• PROVIDED PASSAGE:
Now that the original bug is clearly unrelated to cumin, let's go back to the original topic of this task.

I agree for the final exception handling we should show the traceback to the user but I would just print it to stderr. Dropping into a debug console seems a bit too much for a CLI tool that can be used both interactively and not interactively.

If you want to send a patch along those lines it would be appreciated. You can follow the related docs here: https://wikitech.wikimedia.org/wiki/Cumin#Contributing_to_the_code

i tried to push a branch to gerrit but failed:

anarcat@angela:~/d/cumin[128]> git push --set-upstream origin backtrace-T384539
Enumerating objects: 7, done.
Counting objects: 100% (7/7), done.
Delta compression using up to 16 threads
Compressing objects: 100% (4/4), done.
Writing objects: 100% (4/4), 625 bytes | 625.00 KiB/s, done.
Total 4 (delta 3), reused 0 (delta 0), pack-reused 0 (from 0)
remote: Resolving deltas: 100% (3/3)
remote: error: branch refs/heads/backtrace-T384539:
remote: You need 'Create' rights to create new references.
remote: User: anarcat
remote: Contact an administrator to fix the permissions
remote: Processing changes: refs: 1, done    
To ssh://gerrit.wikimedia.org:29418/operations/software/cumin.git
 ! [remote rejected] backtrace-T384539 -> backtrace-T384539 (prohibited by Gerrit: not permitted: create)
error: failed to push some refs to 'ssh://gerrit.wikimedia.org:29418/operations/software/cumin.git'

i tried to do a specific push:

anarcat@angela:~/d/cumin> git push origin HEAD:refs/for/backtrace-T384539
Enumerating objects: 7, done.
Counting objects: 100% (7/7), done.
Delta compression using up to 16 threads
Compressing objects: 100% (4/4), done.
Writing objects: 100% (4/4), 625 bytes | 625.00 KiB/s, done.
Total 4 (delta 3), reused 0 (delta 0), pack-reused 0 (from 0)
remote: Resolving deltas: 100% (3/3)
remote: Processing changes: refs: 1, done    
To ssh://gerrit.wikimedia.org:29418/operations/software/cumin.git
 ! [remote rejected] HEAD -> refs/for/backtrace-T384539 (branch backtrace-T384539 not found)

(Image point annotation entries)
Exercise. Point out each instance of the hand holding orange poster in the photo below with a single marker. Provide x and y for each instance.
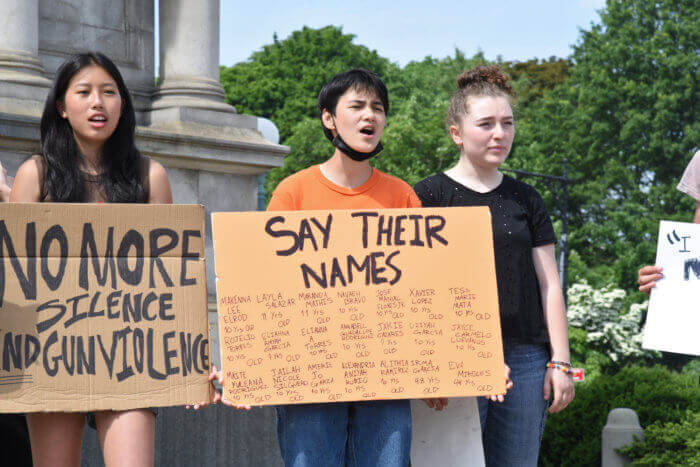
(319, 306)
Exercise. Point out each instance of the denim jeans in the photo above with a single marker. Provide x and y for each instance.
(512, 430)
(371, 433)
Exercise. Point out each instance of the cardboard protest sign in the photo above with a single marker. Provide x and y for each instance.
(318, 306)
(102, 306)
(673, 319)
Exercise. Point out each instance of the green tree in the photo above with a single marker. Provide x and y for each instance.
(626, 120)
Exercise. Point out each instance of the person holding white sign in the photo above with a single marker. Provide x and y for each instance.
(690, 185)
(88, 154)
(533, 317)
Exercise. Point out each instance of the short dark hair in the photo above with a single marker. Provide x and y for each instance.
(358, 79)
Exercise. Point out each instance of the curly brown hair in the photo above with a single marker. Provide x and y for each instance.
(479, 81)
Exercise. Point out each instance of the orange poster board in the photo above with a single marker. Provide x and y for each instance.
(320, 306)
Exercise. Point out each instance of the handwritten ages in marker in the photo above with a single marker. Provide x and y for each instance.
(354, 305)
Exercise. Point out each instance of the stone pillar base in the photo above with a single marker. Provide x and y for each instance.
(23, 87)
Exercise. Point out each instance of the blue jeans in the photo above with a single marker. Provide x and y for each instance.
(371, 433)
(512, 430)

• DIRECTION:
Copy out the part of the cumin thread between "i tried to do" and "backtrace-T384539 not found)", inclusive.

• WRITTEN RESPONSE:
i tried to do a specific push:

anarcat@angela:~/d/cumin> git push origin HEAD:refs/for/backtrace-T384539
Enumerating objects: 7, done.
Counting objects: 100% (7/7), done.
Delta compression using up to 16 threads
Compressing objects: 100% (4/4), done.
Writing objects: 100% (4/4), 625 bytes | 625.00 KiB/s, done.
Total 4 (delta 3), reused 0 (delta 0), pack-reused 0 (from 0)
remote: Resolving deltas: 100% (3/3)
remote: Processing changes: refs: 1, done    
To ssh://gerrit.wikimedia.org:29418/operations/software/cumin.git
 ! [remote rejected] HEAD -> refs/for/backtrace-T384539 (branch backtrace-T384539 not found)